Tentu saja seseorang boleh berdo’a kepada Allah untuk mendapatkan kekayaan jika
kekayaan itu digunakan di jalan Allah. Bagaimanapun juga, ia harus mengetahui
bahwa jika keinginannya itu tidak dikabulkan Allah, itu disebabkan alasan
tertentu. Mungkin saja bertambahnya kekayaan sebelum matangnya kualitas
spiritual seseorang dapat mengubahnya menjadi orang yang gampang diperdaya oleh
setan. Banyak alasan Ilahiah lainnya—di antaranya tidak langsung disadari atau
hanya akan terlihat di akhirat—dapat mendasari terjadinya sebuah peristiwa.
Seorang usahawan, misalnya, bisa saja tertinggal sebuah pertemuan yang akan
menjadi pijakan penting dalam kariernya. Akan tetapi, jika saja pergi ke
pertemuan itu, ia bisa tertimpa kecelakaan lalu lintas, atau jika pertemuannya
diadakan di kota lain, pesawat yang ditumpanginya bisa saja jatuh.
Tak ada seorang pun yang
kebal terhadap segala peristiwa. Biasakanlah untuk melihat bahwa pada akhirnya
ada suatu kebaikan dalam sebuah peristiwa yang pada awalnya terlihat merugikan.
Meski demikian, seseorang perlu ingat bahwa ia tidak akan selalu dapat
mengetahui maksud sebuah peristiwa adalah sesuatu yang merugikan. Ini karena,
sebagaimana telah kami sebutkan sebelumnya, kita tidak selalu beruntung dapat
melihat sisi positif yang muncul. Mungkin juga Allah hanya akan menunjukkan
maksud keilahian-Nya di akhirat nanti. Karena alasan itulah, yang harus
dilakukan oleh orang yang ingin menyerahkannya pada takdir Allah dan memberikan
kepercayaannya kepada Allah adalah menerima setiap kejadian itu—apa pun
namanya—dengan keinginan untuk mencari tahu bahwa pastilah ada kebaikan di
dalamnya dan kemudian menerimanya dengan senang hati.
Harus disebutkan juga
bahwa melihat kebaikan dalam segala hal bukan berarti mengabaikan kenyataan
dari peristiwa-peristiwa tersebut dan berpura-pura bahwa hal itu tidak pernah
terjadi, atau mungkin menjadi sangat idealis. Sebaliknya, orang beriman
bertanggung jawab untuk mengambil tidakan yang tepat dan mencoba semua cara
yang dianggap perlu untuk memecahkan masalah. Kepasrahan orang yang beriman
tidak boleh dicampuradukkan dengan cara orang lain, yang karena pemahaman yang
tidak sempurna tentang hal ini, mereka tetap saja tidak acuh terhadap apa pun
yang terjadi di sekitar mereka dan optimis tetapi tidak realistis. Mereka tidak
bisa membuat keputusan yang rasional ataupun menjalankan keputusan tersebut.

- DATA MENTAH -
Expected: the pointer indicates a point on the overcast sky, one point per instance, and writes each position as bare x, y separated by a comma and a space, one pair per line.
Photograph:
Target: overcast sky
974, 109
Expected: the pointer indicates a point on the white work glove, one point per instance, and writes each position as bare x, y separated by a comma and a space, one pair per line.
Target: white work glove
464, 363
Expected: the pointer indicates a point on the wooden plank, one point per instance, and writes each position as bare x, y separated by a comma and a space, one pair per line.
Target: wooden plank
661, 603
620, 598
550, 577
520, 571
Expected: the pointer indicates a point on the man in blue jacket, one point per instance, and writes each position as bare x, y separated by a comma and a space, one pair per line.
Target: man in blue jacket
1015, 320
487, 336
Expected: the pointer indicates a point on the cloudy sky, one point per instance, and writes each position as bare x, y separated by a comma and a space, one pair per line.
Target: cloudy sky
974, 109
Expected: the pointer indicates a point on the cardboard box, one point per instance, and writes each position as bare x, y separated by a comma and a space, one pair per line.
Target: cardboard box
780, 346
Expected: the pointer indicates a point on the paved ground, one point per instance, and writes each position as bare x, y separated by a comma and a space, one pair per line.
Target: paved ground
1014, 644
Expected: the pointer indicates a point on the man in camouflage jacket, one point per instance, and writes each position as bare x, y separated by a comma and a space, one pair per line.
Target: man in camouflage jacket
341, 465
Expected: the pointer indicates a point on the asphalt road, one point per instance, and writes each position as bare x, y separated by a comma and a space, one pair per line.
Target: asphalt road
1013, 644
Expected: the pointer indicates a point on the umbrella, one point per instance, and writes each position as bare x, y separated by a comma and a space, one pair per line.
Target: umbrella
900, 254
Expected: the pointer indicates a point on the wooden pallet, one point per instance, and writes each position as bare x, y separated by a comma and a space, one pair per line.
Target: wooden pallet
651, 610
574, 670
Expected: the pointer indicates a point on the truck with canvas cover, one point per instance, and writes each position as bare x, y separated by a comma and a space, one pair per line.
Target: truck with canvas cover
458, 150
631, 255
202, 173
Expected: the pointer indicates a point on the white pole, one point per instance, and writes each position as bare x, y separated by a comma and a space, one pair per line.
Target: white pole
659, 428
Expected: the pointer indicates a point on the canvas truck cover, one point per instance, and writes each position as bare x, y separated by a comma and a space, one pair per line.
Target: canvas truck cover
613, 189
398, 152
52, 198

- PERMINTAAN 1 -
Menurut teks tentang berserah pada takdir Allah, apa yang bisa menimpa usahawan itu jika ia jadi pergi ke pertemuan tersebut?
- PERMINTAAN 2 -
Ringkas paragraf yang diawali "Harus disebutkan juga" dalam teks tentang berserah pada takdir Allah menjadi daftar poin tanpa menghilangkan fakta utamanya.
- PERMINTAAN 3 -
Lanjutkan teks tentang berserah pada takdir Allah mulai setelah kalimat terakhirnya.

- JAWABAN TERTULIS 1 -
Ia bisa tertimpa kecelakaan lalu lintas, atau jika pertemuannya diadakan di kota lain, pesawat yang ditumpanginya bisa saja jatuh.

- JAWABAN TERTULIS 2 -
- Melihat kebaikan dalam segala hal tidak berarti mengabaikan kenyataan suatu peristiwa, berpura-pura peristiwa itu tidak pernah terjadi, atau menjadi sangat idealis.
- Orang beriman bertanggung jawab mengambil tindakan yang tepat dan mencoba semua cara yang perlu untuk memecahkan masalah.
- Kepasrahan orang beriman tidak boleh dicampuradukkan dengan sikap orang yang pemahamannya tidak sempurna. Orang seperti itu tetap tidak acuh terhadap apa pun yang terjadi di sekitarnya dan optimis tetapi tidak realistis.
- Orang-orang seperti itu tidak bisa membuat keputusan yang rasional ataupun menjalankannya.

- JAWABAN TERTULIS 3 -
Ini dikarenakan yang ada pada mereka adalah optimistis yang melenakan dan
kekanak-kanakan, bukan mencari pemecahan masalah. Sebagai contoh, ketika
seseorang didiagnosis menderita penyakit yang serius, keadaannya saat itu
mungkin paling parah sampai pada titik fatal yang diabaikannya selama masa
pengobatan. Contoh lainnya, jika seseorang tidak menyadari pentingnya
mengamankan harta bendanya, walau ia pernah mengalami pencurian, besar
kemungkinan akan menjadi korban lagi dari kejadian serupa itu.
Pastilah cara-cara
tersebut jauh dari sikap menaruh kepercayaan kepada Allah dan dari “melihat
kebaikan dalam segala hal”. Pada hakikatnya, sikap tersebut berarti ceroboh. Kebalikannya,
orang yang beriman harus berusaha mengendalikan situasi sepenuhnya. Pada
dasarnya, sikap yang menuntun diri mereka ini adalah suatu bentuk
“penghambaan”, karena ketika mereka terlibat dalam situasi tersebut, pikiran
mereka dikuasai oleh ingatan akan kenyataan bahwa Allahlah yang membuat
peristiwa itu terjadi.
Di dalam Al-Qur`an,
Allah menghubungkan kisah para nabi dan orang beriman sebagai contoh bagi
mereka yang sadar akan hal ini. Inilah yang harus diteladani oleh seorang
mukmin. Sebagai contoh, sikap yang merupakan respons Nabi Huud terhadap kaumnya
menunjukkan penyerahan total dan rasa percayanya yang kokoh kepada Allah,
walaupun ia mendapatkan perlakuan yang buruk.
“Kaum
‘Aad berkata, ‘Wahai Huud, kamu tidak mendatangkan kepada kami suatu bukti yang
nyata, dan kami sekali-kali tidak akan meninggalkan sembahan-sembahan kami
karena perkataanmu, dan kami sekali-kali tidak akan memercayai kamu. Kami tidak
mengatakan melainkan bahwa sebagian sembahan kami telah menimpakan penyakit
gila atas dirimu.' Huud menjawab, ‘Sesungguhnya, aku menjadikan Allah sebagai
saksiku dan saksikanlah olehmu sekalian bahwa sesungguhnya aku berlepas diri
dari apa yang kamu persekutukan dari selain-Nya, sebab itu jalankanlah tipu
dayamu semuanya terhadapku dan janganlah kamu memberi tangguh kepadaku.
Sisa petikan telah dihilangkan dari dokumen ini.